Reading text
Our own national security’s structure has been largely the same since the passing of the National Security Act in 1947- the act that created the Department of Defense, CIA and the National Security Counsel (along with the total reorganization of our military forces). That act is now 70 years old, and so is the structure. For a long time, that large siloed system made a lot of sense. In the 1980s, the main three threats facing the US weren’t all that dissimilar to those in 1947. Those threats included:
- A nuclear arms race with the Soviets.
- A wall separating Germany.
- A world largely aligned behind one of the two superpowers that fought, or financed proxy wars for influence around the globe, with the “third world” so named as unaligned countries almost as an afterthought in our overall security interests.

Listed records
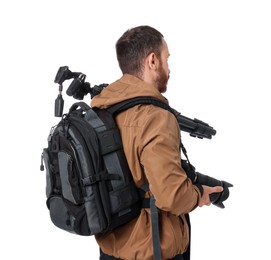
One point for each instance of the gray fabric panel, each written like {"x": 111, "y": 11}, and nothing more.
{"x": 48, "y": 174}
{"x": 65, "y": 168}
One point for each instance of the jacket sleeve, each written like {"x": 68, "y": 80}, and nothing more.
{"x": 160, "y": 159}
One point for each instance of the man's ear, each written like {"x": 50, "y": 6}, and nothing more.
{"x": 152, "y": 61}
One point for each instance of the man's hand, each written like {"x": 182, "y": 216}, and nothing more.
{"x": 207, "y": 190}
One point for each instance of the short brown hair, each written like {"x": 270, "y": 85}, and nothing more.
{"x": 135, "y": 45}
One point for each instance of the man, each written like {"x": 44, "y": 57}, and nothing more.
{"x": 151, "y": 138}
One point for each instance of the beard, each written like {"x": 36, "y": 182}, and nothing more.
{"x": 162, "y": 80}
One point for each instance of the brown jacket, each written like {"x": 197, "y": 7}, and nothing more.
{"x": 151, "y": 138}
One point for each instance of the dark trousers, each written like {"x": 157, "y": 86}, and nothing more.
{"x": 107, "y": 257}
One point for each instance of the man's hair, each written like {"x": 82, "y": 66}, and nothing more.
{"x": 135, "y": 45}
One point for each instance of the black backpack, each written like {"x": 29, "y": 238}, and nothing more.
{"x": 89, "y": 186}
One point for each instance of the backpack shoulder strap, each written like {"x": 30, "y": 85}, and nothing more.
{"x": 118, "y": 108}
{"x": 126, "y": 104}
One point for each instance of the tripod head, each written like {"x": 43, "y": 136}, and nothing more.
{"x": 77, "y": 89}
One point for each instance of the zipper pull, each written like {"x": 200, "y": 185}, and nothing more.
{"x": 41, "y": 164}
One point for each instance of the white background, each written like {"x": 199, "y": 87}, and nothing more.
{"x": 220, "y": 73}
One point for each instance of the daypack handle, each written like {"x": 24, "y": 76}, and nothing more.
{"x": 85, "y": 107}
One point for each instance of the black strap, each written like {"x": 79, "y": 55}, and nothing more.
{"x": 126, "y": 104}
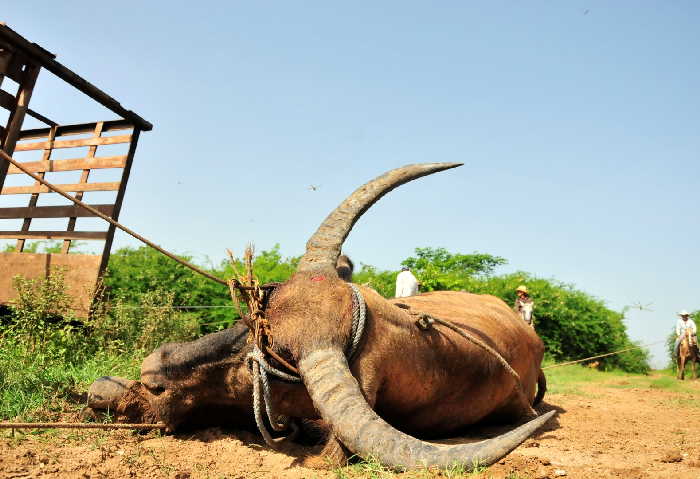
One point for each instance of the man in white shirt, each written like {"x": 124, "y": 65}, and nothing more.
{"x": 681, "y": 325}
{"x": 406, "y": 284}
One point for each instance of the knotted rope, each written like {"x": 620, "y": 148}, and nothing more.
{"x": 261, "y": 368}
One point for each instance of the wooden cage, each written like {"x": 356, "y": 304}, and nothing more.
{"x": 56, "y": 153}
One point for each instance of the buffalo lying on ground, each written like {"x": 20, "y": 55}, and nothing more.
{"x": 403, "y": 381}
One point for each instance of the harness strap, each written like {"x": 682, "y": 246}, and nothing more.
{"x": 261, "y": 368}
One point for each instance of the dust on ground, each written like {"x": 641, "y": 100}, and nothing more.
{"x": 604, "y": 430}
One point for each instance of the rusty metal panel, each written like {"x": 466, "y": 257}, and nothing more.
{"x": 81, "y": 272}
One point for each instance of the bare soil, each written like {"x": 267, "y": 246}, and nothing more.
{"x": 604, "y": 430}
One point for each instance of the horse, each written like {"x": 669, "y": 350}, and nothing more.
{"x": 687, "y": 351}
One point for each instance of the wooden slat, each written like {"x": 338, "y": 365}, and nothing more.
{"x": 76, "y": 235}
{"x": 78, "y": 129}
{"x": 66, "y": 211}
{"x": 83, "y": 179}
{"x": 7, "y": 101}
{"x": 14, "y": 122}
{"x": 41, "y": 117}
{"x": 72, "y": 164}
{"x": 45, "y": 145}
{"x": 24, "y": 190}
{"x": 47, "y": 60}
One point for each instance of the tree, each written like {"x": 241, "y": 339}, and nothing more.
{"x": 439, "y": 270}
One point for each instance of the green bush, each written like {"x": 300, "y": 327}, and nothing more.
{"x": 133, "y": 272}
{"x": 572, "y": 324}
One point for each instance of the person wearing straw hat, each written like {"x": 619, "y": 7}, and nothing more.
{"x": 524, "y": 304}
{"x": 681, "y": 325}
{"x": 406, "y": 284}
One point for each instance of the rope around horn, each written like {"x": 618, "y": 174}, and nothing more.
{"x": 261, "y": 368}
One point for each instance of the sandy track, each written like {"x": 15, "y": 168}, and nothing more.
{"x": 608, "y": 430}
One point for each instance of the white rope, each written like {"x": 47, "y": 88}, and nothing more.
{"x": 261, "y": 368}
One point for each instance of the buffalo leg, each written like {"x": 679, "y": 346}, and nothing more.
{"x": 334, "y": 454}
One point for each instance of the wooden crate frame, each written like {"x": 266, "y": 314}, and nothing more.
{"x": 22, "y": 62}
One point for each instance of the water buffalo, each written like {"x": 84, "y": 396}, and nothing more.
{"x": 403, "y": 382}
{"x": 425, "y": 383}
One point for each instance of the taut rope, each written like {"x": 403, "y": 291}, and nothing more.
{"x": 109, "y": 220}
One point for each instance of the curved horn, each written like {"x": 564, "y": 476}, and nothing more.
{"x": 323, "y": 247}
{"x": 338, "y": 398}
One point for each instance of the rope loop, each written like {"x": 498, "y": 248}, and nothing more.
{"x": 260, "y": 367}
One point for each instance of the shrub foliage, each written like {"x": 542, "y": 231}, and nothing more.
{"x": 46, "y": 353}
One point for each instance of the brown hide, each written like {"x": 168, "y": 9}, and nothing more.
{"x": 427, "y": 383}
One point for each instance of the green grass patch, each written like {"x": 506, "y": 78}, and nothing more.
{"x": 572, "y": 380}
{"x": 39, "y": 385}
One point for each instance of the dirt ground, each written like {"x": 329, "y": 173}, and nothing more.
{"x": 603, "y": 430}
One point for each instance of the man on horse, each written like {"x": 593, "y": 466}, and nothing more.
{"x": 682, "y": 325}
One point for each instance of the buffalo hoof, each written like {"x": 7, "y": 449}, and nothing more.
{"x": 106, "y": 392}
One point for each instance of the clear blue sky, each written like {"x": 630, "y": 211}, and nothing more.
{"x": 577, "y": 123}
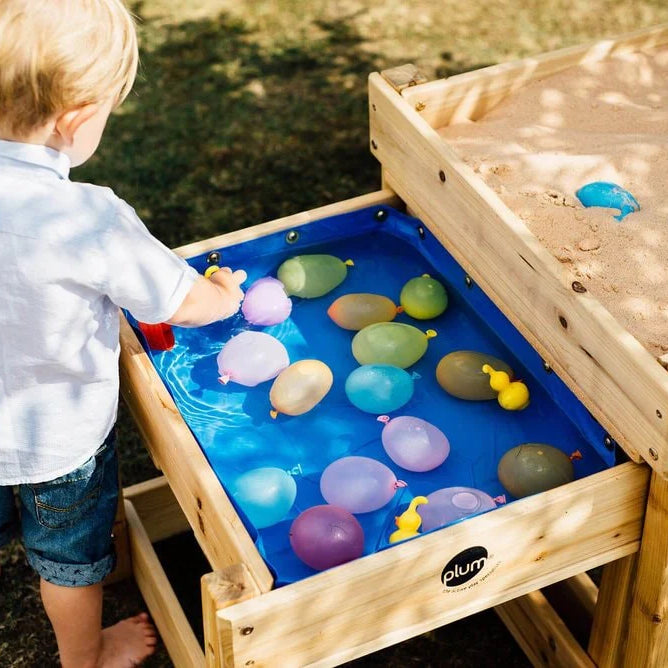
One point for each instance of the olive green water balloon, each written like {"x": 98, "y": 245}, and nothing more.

==

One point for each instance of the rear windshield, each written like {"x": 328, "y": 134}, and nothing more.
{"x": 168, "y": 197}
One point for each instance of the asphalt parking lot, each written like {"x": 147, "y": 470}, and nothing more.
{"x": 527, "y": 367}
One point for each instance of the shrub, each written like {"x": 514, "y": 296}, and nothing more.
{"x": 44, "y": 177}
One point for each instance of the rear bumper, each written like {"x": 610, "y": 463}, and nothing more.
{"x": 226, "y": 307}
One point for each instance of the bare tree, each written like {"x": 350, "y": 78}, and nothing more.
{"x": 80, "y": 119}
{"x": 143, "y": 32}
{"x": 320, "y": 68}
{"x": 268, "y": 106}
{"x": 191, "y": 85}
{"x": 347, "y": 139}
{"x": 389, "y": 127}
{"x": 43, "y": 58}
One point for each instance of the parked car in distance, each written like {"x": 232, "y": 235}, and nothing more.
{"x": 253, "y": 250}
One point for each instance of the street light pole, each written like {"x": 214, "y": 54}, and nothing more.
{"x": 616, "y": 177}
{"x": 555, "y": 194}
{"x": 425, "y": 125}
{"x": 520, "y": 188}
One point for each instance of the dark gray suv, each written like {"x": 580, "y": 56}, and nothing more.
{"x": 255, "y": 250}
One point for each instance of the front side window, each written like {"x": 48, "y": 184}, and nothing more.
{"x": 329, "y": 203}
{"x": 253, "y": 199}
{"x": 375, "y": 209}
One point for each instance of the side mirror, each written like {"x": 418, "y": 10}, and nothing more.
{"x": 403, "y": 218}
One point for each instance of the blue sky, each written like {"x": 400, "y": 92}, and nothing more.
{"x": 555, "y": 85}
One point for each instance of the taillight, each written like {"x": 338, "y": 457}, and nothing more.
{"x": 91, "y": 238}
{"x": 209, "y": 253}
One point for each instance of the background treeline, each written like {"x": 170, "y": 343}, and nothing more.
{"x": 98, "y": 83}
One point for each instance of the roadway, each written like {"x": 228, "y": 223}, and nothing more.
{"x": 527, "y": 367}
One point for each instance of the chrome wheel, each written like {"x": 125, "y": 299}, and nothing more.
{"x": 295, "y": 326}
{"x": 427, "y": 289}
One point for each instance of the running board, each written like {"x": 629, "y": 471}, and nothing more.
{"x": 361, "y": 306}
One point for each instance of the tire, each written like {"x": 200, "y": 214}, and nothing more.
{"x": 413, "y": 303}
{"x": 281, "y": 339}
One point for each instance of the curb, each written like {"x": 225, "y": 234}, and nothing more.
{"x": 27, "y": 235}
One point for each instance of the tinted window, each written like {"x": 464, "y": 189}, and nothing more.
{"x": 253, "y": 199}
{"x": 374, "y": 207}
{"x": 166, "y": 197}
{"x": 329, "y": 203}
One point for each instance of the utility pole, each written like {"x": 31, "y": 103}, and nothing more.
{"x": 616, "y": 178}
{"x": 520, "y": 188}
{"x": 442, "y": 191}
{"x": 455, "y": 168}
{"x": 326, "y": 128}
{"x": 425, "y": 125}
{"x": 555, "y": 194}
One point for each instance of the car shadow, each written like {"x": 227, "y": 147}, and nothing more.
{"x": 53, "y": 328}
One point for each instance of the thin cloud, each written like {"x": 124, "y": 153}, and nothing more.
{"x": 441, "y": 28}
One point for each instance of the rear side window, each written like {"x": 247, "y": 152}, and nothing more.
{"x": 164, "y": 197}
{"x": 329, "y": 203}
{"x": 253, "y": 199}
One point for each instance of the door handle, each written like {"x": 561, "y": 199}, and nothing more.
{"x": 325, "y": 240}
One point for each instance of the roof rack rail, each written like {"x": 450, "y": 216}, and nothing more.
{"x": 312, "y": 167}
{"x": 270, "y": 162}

Work instructions
• a. Copy the passage on national security structure word for word, between "Our own national" and "wall separating Germany.", inclusive.
• b. Answer these questions from the passage on national security structure:
(i) In what year was the National Security Act passed?
(ii) What country did the wall separate?
(iii) With whom was the nuclear arms race?
• c. Resume the passage on national security structure from its last sentence and carry it forward.

Task-by-task outputs
• a.
Our own national security’s structure has been largely the same since the passing of the National Security Act in 1947- the act that created the Department of Defense, CIA and the National Security Counsel (along with the total reorganization of our military forces). That act is now 70 years old, and so is the structure. For a long time, that large siloed system made a lot of sense. In the 1980s, the main three threats facing the US weren’t all that dissimilar to those in 1947. Those threats included:
- A nuclear arms race with the Soviets.
- A wall separating Germany.

• b.
(i) 1947
(ii) Germany
(iii) The Soviets

• c.
How much different is that than the current environment of porous borders in small, underdeveloped countries around the world. One could in fact make an argument that the most dangerous countries in the world today aren’t rogue states, but failed states (or failing states). Successfully limit the maneuverability of the government of Iran and you’ve limited the maneuverability of Iran. Do the same in the recognized leadership of Somalia, and you have accomplished almost nothing on the ground- and yet those states not in control of their own borders (such as Somalia, Waziri regions of Pakistan, and Yemen) comprise some of the largest threats to global security precisely because they are regions where a little bit of money and a whole lot of interest in training willing participants to go forth and do violence elsewhere can be the greatest single threats to our current security. And yet we must still at least prepare for a future situation where other rising superpowers (such as China) will continue to exert more and more influence in Asia and eventually the world. However you feel about what “really” happened in Ghazni, it makes the point that despite nearly 4,000 paratroopers on the ground in Italy- just across the Mediterranean, the siloed distinctions between conventional forces, intelligence and foreign relations, seem no longer structured to efficiently and quickly respond to threats.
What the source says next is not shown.